■ What needs to be done ■
Look over the lines below. Report each one that includes the string "positive".
========================================================================
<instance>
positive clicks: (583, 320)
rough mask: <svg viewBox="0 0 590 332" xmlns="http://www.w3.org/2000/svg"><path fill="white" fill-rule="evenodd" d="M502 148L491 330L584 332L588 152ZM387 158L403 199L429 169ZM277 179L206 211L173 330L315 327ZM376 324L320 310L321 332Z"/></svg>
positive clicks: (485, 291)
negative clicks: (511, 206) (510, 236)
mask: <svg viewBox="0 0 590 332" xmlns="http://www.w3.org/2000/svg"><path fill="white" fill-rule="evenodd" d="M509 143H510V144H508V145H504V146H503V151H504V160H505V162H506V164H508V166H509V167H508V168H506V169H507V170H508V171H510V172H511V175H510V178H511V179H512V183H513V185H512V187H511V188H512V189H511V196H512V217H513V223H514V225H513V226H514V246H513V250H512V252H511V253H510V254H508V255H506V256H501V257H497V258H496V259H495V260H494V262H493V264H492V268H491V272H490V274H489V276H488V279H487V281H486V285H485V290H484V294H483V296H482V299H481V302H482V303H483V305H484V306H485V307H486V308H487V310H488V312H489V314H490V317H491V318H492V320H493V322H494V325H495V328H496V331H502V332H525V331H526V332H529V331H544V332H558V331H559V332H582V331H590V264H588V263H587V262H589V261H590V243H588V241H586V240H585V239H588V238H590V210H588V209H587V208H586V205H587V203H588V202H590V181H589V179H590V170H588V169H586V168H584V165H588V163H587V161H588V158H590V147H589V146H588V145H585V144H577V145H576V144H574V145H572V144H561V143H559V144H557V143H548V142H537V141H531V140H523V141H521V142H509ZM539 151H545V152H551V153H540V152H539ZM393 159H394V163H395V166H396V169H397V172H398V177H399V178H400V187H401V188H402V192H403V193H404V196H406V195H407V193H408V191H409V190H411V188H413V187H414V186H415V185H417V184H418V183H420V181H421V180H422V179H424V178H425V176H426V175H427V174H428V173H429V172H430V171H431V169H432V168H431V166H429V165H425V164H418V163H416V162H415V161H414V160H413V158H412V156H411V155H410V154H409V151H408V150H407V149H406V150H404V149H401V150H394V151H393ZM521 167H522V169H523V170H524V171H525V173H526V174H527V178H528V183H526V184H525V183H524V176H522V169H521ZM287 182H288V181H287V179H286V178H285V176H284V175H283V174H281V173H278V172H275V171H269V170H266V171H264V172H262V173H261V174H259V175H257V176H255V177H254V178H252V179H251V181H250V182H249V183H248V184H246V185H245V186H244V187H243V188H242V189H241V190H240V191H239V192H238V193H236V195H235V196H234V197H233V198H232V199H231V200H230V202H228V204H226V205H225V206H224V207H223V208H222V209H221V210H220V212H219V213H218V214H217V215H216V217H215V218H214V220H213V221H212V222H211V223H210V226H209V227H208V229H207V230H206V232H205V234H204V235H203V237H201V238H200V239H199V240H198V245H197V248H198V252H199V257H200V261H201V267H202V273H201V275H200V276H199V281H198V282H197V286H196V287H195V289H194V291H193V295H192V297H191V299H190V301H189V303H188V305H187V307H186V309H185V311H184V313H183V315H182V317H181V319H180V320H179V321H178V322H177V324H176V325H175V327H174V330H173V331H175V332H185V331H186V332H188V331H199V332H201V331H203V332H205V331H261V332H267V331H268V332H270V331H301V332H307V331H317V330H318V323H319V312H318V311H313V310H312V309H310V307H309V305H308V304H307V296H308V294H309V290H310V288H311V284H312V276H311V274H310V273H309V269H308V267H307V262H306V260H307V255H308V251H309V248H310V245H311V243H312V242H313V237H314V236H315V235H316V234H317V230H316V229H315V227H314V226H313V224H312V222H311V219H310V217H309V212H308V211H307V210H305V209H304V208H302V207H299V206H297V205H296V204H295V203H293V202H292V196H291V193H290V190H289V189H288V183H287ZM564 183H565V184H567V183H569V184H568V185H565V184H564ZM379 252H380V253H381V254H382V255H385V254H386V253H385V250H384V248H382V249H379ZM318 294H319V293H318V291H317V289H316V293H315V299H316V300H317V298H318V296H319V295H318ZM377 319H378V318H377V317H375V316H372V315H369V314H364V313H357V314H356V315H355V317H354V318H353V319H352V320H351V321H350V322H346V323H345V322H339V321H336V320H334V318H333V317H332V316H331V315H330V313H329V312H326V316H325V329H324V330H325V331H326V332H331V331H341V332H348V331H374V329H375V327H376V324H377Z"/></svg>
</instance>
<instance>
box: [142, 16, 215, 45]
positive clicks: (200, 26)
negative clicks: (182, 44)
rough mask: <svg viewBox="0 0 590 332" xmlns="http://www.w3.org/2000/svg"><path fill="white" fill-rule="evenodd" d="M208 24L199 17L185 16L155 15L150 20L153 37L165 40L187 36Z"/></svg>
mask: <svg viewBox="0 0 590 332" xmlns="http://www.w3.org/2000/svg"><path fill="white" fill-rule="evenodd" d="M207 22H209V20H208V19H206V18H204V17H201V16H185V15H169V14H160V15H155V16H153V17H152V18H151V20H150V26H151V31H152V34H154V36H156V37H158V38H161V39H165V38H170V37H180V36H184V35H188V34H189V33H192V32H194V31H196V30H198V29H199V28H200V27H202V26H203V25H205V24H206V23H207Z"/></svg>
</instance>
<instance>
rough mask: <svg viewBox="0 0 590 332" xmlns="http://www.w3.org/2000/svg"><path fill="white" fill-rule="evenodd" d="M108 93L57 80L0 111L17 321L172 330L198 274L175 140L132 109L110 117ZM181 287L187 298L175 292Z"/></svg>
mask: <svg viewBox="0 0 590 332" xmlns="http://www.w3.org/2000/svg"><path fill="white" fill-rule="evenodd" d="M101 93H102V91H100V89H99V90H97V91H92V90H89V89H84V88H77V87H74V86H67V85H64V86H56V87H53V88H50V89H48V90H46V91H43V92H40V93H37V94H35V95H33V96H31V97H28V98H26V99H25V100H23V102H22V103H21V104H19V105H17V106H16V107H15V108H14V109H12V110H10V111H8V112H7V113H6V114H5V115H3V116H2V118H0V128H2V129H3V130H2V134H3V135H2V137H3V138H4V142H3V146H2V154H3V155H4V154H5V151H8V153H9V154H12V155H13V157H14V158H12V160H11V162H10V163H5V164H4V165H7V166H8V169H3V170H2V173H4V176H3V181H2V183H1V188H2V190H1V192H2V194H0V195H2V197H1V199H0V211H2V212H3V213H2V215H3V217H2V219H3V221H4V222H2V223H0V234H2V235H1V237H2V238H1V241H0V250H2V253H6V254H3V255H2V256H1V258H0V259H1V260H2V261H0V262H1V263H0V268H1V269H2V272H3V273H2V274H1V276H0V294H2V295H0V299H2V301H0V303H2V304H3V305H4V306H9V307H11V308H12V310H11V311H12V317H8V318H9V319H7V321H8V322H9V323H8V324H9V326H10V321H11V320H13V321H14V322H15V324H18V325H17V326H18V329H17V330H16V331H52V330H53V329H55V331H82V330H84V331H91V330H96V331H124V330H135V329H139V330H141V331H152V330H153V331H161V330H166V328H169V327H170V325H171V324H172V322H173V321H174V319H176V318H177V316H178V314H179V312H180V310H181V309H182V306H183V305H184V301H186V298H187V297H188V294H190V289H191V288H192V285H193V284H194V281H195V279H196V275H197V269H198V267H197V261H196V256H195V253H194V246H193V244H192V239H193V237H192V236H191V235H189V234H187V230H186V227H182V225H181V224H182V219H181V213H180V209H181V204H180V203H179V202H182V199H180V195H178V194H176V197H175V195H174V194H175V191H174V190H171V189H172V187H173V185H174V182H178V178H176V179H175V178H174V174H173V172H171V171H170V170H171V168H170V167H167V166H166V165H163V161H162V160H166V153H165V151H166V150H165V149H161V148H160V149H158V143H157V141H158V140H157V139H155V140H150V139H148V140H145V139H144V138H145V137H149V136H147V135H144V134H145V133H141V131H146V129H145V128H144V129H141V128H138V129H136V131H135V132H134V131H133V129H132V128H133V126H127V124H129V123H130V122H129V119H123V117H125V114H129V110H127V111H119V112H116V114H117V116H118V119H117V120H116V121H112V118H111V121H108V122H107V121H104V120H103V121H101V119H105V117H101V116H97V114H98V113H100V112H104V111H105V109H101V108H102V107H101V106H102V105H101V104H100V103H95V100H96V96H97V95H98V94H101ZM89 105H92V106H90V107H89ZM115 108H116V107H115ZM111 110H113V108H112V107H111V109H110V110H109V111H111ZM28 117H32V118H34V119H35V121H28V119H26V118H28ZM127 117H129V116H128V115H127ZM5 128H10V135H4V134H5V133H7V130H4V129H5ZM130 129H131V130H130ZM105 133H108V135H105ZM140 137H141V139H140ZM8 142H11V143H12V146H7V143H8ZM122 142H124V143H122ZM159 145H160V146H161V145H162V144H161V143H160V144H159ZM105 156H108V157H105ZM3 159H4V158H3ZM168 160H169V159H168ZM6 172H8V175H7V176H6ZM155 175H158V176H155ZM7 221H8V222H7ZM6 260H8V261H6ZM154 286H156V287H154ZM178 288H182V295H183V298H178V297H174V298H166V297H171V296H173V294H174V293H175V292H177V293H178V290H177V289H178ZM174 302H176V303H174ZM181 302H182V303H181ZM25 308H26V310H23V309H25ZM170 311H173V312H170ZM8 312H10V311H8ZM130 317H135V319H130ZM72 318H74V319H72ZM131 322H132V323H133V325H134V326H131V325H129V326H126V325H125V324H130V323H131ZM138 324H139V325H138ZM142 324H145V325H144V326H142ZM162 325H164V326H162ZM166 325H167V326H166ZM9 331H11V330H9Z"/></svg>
========================================================================
■ Answer for this exercise ■
positive clicks: (583, 320)
positive clicks: (485, 291)
positive clicks: (200, 26)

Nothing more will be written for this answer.